Render the lines below as a Markdown table with the columns Row and Line, numbering each row and omitting any blank lines. Leave the pictures out of the table.

Provided data Block Start

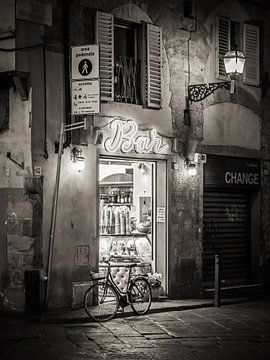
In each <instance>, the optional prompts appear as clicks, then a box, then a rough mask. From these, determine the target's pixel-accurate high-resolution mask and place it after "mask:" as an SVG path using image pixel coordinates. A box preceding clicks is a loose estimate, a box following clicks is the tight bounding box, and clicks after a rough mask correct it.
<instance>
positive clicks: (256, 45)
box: [243, 24, 260, 85]
mask: <svg viewBox="0 0 270 360" xmlns="http://www.w3.org/2000/svg"><path fill="white" fill-rule="evenodd" d="M243 34H244V39H243V51H244V54H245V56H246V63H245V68H244V74H243V81H244V83H245V84H249V85H259V84H260V58H259V56H260V54H259V28H258V26H254V25H250V24H243Z"/></svg>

Provided data Block End

Exercise answer =>
| Row | Line |
|---|---|
| 1 | In each <instance>, the optional prompts appear as clicks, then a box, then a rough mask. From these, determine the target's pixel-accurate high-resolution mask and place it after "mask:" as an SVG path using image pixel coordinates. A box preceding clicks is a loose estimate, a box following clicks is the tight bounding box, and clicks after a rough mask correct it. |
| 2 | <instance> |
| 3 | positive clicks: (256, 45) |
| 4 | box: [243, 24, 260, 85] |
| 5 | mask: <svg viewBox="0 0 270 360" xmlns="http://www.w3.org/2000/svg"><path fill="white" fill-rule="evenodd" d="M243 34H244V39H243V51H244V54H245V56H246V63H245V68H244V74H243V81H244V83H245V84H249V85H259V84H260V58H259V56H260V54H259V28H258V26H254V25H250V24H243Z"/></svg> |